§ **What you have to do**
The records below should be printed once more, exactly as they appear.
---------- Data for analysis ----------
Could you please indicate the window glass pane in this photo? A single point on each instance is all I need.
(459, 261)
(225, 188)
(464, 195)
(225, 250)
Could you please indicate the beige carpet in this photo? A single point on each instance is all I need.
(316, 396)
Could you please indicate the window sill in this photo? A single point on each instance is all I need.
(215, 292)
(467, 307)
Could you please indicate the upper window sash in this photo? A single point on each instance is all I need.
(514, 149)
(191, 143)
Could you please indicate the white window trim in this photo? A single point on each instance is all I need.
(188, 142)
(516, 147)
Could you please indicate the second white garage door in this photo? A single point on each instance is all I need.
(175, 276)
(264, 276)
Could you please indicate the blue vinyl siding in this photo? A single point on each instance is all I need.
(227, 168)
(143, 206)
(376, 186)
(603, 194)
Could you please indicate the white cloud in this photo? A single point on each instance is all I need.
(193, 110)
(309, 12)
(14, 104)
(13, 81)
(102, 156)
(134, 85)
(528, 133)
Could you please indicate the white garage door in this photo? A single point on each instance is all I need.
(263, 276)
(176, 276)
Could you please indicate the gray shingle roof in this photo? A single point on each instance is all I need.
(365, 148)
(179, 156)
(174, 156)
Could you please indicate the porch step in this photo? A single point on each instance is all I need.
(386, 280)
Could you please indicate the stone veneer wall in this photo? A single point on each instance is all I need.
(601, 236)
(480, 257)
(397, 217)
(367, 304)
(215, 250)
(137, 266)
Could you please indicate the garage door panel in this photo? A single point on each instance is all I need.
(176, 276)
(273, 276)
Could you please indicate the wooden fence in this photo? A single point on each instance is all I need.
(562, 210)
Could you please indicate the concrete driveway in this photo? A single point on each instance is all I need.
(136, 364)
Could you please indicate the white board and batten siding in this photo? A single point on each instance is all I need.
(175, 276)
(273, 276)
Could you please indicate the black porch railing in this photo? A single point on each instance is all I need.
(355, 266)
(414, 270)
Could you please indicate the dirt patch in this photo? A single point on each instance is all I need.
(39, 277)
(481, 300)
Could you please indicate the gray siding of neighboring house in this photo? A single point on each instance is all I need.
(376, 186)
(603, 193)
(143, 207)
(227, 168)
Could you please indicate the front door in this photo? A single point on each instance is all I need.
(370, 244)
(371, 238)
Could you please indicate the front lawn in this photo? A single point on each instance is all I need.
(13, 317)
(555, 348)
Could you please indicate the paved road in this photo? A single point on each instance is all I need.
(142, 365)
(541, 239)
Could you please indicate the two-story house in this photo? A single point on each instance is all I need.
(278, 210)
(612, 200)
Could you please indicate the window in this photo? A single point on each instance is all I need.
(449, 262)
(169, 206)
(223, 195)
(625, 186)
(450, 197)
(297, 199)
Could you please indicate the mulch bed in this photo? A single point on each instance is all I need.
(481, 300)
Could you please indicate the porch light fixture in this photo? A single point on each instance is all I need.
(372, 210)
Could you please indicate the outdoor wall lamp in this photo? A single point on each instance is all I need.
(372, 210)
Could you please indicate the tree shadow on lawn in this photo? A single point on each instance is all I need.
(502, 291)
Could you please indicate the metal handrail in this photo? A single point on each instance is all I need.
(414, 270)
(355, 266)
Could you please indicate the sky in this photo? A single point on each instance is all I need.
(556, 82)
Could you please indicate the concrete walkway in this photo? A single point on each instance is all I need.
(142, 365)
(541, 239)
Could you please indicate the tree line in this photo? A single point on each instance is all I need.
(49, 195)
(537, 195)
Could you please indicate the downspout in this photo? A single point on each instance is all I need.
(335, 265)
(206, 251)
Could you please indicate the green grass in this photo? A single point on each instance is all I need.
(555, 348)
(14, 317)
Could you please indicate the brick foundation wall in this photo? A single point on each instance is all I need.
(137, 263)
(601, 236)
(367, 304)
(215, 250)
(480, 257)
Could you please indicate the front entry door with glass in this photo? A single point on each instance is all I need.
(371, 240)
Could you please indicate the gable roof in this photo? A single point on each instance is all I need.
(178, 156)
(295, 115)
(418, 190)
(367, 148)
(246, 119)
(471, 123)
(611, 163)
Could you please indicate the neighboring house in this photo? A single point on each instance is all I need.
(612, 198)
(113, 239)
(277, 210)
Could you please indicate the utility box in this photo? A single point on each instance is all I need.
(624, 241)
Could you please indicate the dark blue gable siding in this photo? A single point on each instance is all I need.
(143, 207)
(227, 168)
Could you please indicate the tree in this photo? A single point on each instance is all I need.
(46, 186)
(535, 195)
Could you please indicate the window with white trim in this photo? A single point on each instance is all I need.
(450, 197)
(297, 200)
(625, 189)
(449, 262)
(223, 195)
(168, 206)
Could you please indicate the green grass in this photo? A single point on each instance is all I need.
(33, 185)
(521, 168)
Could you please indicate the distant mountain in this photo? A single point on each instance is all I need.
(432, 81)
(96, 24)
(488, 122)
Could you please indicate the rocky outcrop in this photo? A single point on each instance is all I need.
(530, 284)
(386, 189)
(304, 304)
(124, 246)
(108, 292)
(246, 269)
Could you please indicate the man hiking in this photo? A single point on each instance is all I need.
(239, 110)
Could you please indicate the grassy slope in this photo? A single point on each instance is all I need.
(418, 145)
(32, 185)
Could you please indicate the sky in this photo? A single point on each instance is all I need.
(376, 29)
----------
§ **Expected output**
Could you please indicate the window glass pane in this photo? A single point on each instance is all I need.
(459, 261)
(225, 188)
(464, 195)
(225, 250)
Could you please indicate the beige carpet in this photo? A single point on each instance is all I need.
(316, 396)
Could you please indicate the window sill in this photo? A single point on each instance is all I need.
(215, 292)
(467, 307)
Could you please indicate the upper window sash in this photo? A single point on each instance is all I need.
(514, 149)
(191, 143)
Could you please indicate the white window trim in this photo? A single point on each instance is all I need.
(188, 142)
(516, 147)
Could you please indicate the second white garage door in this photo? A single point on each instance is all I need.
(175, 276)
(264, 276)
Could you please indicate the blue vinyl siding in this photo? A single point on each instance is all I need.
(227, 168)
(143, 206)
(376, 186)
(603, 194)
Could you please indicate the white cloud in this photo? A single point on each instance is all I need.
(193, 110)
(309, 12)
(14, 104)
(13, 81)
(102, 156)
(134, 85)
(528, 133)
Could you please indicate the white garage door in this photo? A single point on each instance is all I need.
(263, 276)
(176, 276)
Could you please indicate the gray shingle roof in this photo? A single point on each instance is all I need.
(365, 148)
(179, 156)
(174, 156)
Could you please indicate the porch step in this photo? A single point on each instance is all I need.
(386, 280)
Could you please indicate the stone veneer wall in this photo? A single point on each instance is all I need.
(601, 236)
(480, 257)
(397, 217)
(367, 304)
(215, 250)
(137, 266)
Could you please indicate the garage door panel in this photo? A single point on each instance is all I need.
(176, 276)
(273, 276)
Could you please indicate the wooden fence in this photo? A single point on each instance is all I need.
(562, 210)
Could you please indicate the concrete driveway in this photo? A single point on each instance is all I need.
(136, 364)
Could you please indicate the white board and batten siding in this photo? A single point on each instance is all I need.
(175, 276)
(273, 276)
Could you please indicate the black porch railing in this photo? A single point on each instance is all I need.
(355, 266)
(414, 270)
Could you please indicate the dirt patch in this photo? A single point on each instance is all I need.
(39, 277)
(481, 300)
Could you please indicate the gray siding of neighboring house in this photo? A single point on each instance is all I need.
(376, 186)
(603, 193)
(143, 207)
(227, 168)
Could you please indicate the front door in this photo? A single point on each instance is all I need.
(370, 244)
(371, 238)
Could you please indicate the front lawn in this photo? A single point on each instance is all I need.
(13, 317)
(555, 348)
Could you please indicate the paved road in this photo? A single point on each instance is all I need.
(142, 365)
(541, 239)
Could you please indicate the two-story house in this photo? A single point on each instance is all I need.
(278, 210)
(612, 200)
Could you please indicate the window in this photo? A single point on each instance is all I need.
(449, 262)
(169, 206)
(223, 195)
(625, 186)
(450, 197)
(297, 199)
Could you please indicate the mulch bed in this photo? A single point on each instance is all I need.
(481, 300)
Could you please indicate the porch light fixture in this photo? A single point on each instance is all I need.
(372, 210)
Could you please indicate the outdoor wall lamp in this photo? A single point on each instance is all I need.
(372, 210)
Could you please indicate the tree shadow on lawn in this photo? A single point on each instance is all I need.
(502, 291)
Could you please indicate the metal handrail in this photo? A single point on each instance is all I need.
(414, 270)
(355, 266)
Could you please indicate the sky in this photo? A single point on each instance is all I need.
(556, 82)
Could you please indicate the concrete walkway in this photo? A single point on each instance is all I need.
(142, 365)
(541, 239)
Could you please indicate the tree line in this photo? A single point on each instance is all I need.
(49, 195)
(537, 195)
Could you please indicate the downspout in this photo? A single point on each instance is all I need.
(335, 265)
(206, 251)
Could you please indicate the green grass in this photo? A single point on each instance is all I need.
(555, 348)
(14, 317)
Could you please indicate the brick foundation wall in this photo? A single point on each instance is all I need.
(137, 263)
(601, 236)
(367, 304)
(215, 250)
(480, 257)
Could you please indicate the front entry door with glass in this photo? A single point on each instance is all I need.
(371, 240)
Could you please indicate the gable roof in this photo? A single point on each instance is all I need.
(178, 156)
(295, 115)
(418, 190)
(367, 148)
(246, 119)
(471, 123)
(611, 163)
Could you please indicate the neighboring house in this photo? A single point on each instance is all I need.
(612, 198)
(113, 239)
(277, 210)
Could you please indicate the utility box in this photo? A single point on each instance is all I need.
(624, 241)
Could you please indicate the dark blue gable siding in this photo? A single point on each instance is all I need.
(143, 207)
(227, 168)
Could you please indicate the tree in this photo? A single point on each instance is all I need.
(46, 186)
(535, 195)
Could you please indicate the window with white trim in this photo? A single point on each instance is all I need.
(450, 197)
(297, 200)
(625, 189)
(449, 262)
(223, 195)
(168, 206)
Could you please indicate the green grass in this photo? A single point on each instance is all I need.
(33, 185)
(521, 168)
Could you please indicate the distant mountain in this photo? A single point on each instance is all I need.
(432, 81)
(96, 24)
(488, 122)
Could you please indicate the rocky outcrop in this photo? A single point on each instance is all I need.
(530, 284)
(386, 189)
(304, 304)
(124, 246)
(108, 292)
(246, 269)
Could you please indicate the man hiking in this photo? A single point on each instance is all I need.
(239, 110)
Could you please indicate the grassy slope in this photo? A single point on each instance is all I need.
(418, 145)
(32, 185)
Could you please indicate the sky in this photo? A single point on each instance is all I need.
(376, 29)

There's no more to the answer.